[Collected data]
***

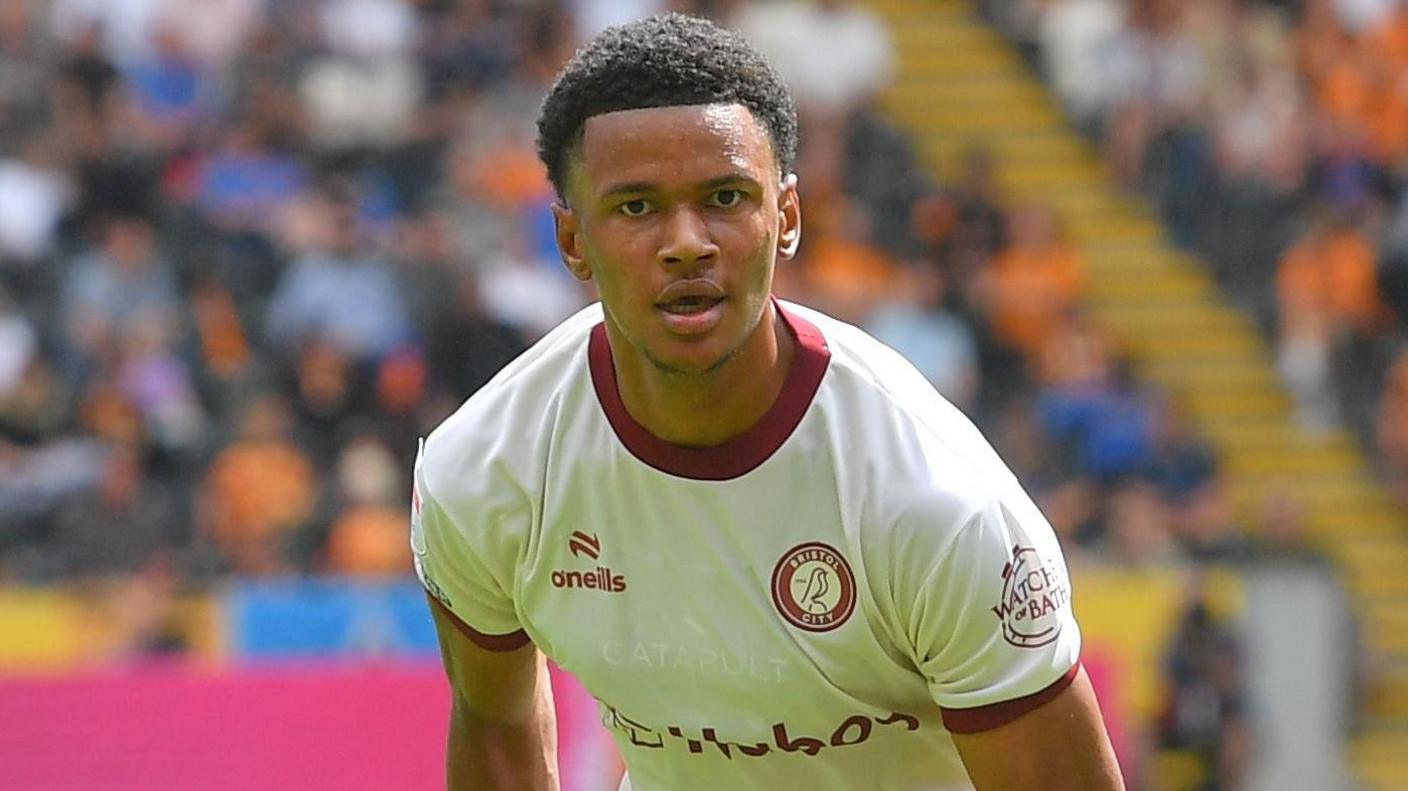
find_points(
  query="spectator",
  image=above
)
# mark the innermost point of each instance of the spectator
(1327, 296)
(116, 290)
(920, 325)
(368, 536)
(340, 293)
(258, 490)
(1204, 712)
(1035, 280)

***

- _YOUR INSTRUCTIONS_:
Can you arrange the data above as a Markdown table with the columns Row and Line, one numbered row per line, skipping blank lines and leaving out the pictures?

- _SOLUTION BELOW_:
| Row | Line |
|---|---|
| 1 | find_points( |
| 2 |   query="spectator", |
| 3 |   image=above |
| 4 | ) |
| 5 | # mark the innermost point of each instance of the spectator |
| 6 | (1327, 296) |
| 7 | (116, 290) |
| 8 | (920, 325) |
| 9 | (368, 536) |
| 10 | (340, 293) |
| 11 | (258, 490) |
| 12 | (1204, 712) |
| 13 | (1035, 280) |